### Supplied passage
────────────────────────────────────────

Section 1498 May Be a Potential Government Remedy for Approved, Unlaunched Etanercept Biosimilars

A method for government intervention in long-simmering patent disputes on biosimilar medications seems have been hiding in plain sight. And it can be instituted immediately. This is according to a new white paper from New York University School of Law, which highlights a piece of existing legislation that has been on the books for decades but is rarely discussed.

For several years, the biosimilar industry and government has sought ways to utilize the tools at its disposal to deal with patent evergreening and patent thickets contrived by the makers of reference biologics. The Biologics Price Competition and Innovation Act’s (BPCIA) patent dance was insufficient to address the more than 75 patents on individual biologics typically filed by their manufacturers over the course of time.

The Federal Trade Commission (FTC) seemed to be the governmental authority best positioned to tackle anticompetitive patents. However, hope has faded in this respect, with the undercutting of a 2019 Senate bill that would have pushed the FTC to do just that. In a private E-mail discussion with a highly placed lawyer with the FTC, BR&R was told that the agency did not have the authority to invalidate patents it considered anticompetitive.

Section 1498 and Pharmaceuticals

Part of the Patent and Trademark Amendments Act of 1980, 28 U.S.C. §1498 allows the federal government to use any technology assigned a US patent with immunity from patent claims. This means that a technology or product can be used by the US government without permission by offering the holder of the patent “reasonable and entire compensation,” which in the past has been no more than 10% of sales.

────────────────────────────────────────

(Photo-based referring expression records)
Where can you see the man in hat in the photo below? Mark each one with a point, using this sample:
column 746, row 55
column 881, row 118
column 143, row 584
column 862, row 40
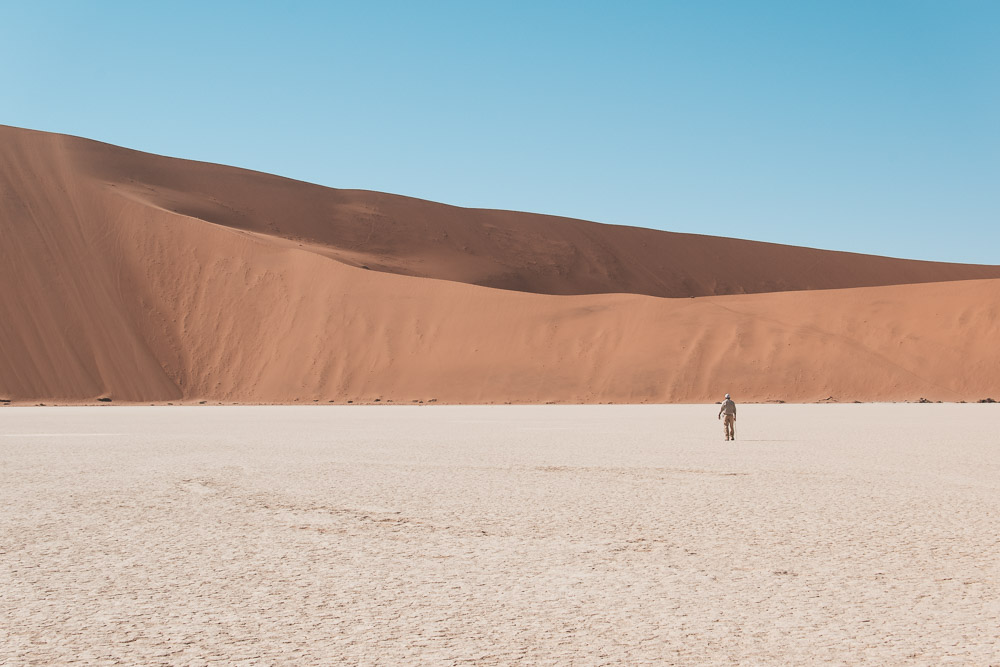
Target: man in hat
column 729, row 424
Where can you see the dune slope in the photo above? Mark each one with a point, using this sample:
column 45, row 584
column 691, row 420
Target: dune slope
column 143, row 288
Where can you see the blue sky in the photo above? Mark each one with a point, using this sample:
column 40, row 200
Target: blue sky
column 869, row 126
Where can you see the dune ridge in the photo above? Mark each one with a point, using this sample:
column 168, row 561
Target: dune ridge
column 153, row 279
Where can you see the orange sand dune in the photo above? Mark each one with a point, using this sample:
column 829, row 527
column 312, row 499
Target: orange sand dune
column 151, row 279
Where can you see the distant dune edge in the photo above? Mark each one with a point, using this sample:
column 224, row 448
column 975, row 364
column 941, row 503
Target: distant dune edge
column 143, row 278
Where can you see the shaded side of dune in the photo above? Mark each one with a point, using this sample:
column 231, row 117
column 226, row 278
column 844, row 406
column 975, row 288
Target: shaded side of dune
column 503, row 249
column 106, row 292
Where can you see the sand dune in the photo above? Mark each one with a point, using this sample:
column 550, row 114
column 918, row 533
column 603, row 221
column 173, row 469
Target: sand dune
column 152, row 279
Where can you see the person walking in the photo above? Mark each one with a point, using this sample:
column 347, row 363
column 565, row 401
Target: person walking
column 729, row 424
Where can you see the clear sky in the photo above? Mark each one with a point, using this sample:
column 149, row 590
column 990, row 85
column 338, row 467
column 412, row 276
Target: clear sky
column 868, row 125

────────────────────────────────────────

### Set of tasks
a: Summarize the passage on Section 1498 and biosimilars in two sentences.
b: Carry on the passage on Section 1498 and biosimilars, beginning after its final sentence.

### Set of answers
a: A new white paper from New York University School of Law points to 28 U.S.C. §1498, a decades-old but rarely discussed provision, as an immediately available way for the government to intervene in long-running patent disputes over biosimilars, after the BPCIA's patent dance proved insufficient and hopes for FTC action faded. The provision allows the federal government to use any patented technology without the holder's permission, with immunity from patent claims, in exchange for "reasonable and entire compensation," which has historically been no more than 10% of sales.

b:
Kevin Nelson, JD

The question over use of Section 1498 was raised in 2016 over the production of hepatitis C virus and more recently regarding methods of increasing COVID-19 vaccine production. However, the authors of the white paper, §1498: A Guide to Government Patent Use: A Path to Licensing and Distributing Generic Drugs, also focused on its application to the biosimilar industry. The Technology Law & Policy Clinic at NYU evaluated different scenarios that might occur, while only one actually would realistically apply: An FDA-approved biosimilar is prevented from being prescribed because of patent issues. This would directly address the situation with Humira® and Enbrel® and their biosimilar competition.

In a 2019 interview with Kevin Nelson, Esq., Partner with Schiff Hardin LLP, Chicago, and our expert on intellectual property issues, we discussed FTC’s past actions in the realm of pharmaceutical patents. We asked Mr. Nelson about the use of Section 1498 as a potential remedy for these long-delayed biosimilars, the exclusivity periods for which have expired years ago. He replied, “Section 1498 operates sort of like eminent domain, but with patent and copyright rights. The government (or an entity at its designation) can make or use something that is protected by patent or copyright without the owner’s consent, but has to pay the owner reasonable compensation.”

To date, the question of negotiating reasonable compensation with patent holder has not yet been tested in the pharmaceutical context. The threat of implementing Section 1498 in the pharmaceutical industry was made by Health and Human Services Secretary Tommy Thompson in 2001. The US sought urgently to create a national stockpile of the antibiotic ciprofloxacin (Cipro®), which was owned by the pharmaceutical maker Bayer, to address the potential menace of anthrax. Secretary Thompson made it known that the government was prepared to utilize Section 1498 to allow generic manufacturers to produce massive quantities of ciprofloxacin. Reacting to the threat, Bayer agreed to reduce its price substantially and fulfill the government’s demand.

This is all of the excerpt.